**Task instructions**:
The expected output is the complete data, reproduced exactly.

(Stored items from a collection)
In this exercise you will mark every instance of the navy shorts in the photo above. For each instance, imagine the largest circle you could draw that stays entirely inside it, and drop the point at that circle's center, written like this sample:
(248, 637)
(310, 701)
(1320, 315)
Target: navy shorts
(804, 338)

**Result**:
In this exercise you will mark every instance of the navy shorts in the photo above. For each instance, imagine the largest circle you could draw that stays entirely inside it, and drop the point at that circle's center, written like this sample:
(248, 637)
(310, 701)
(1320, 315)
Target: navy shorts
(804, 338)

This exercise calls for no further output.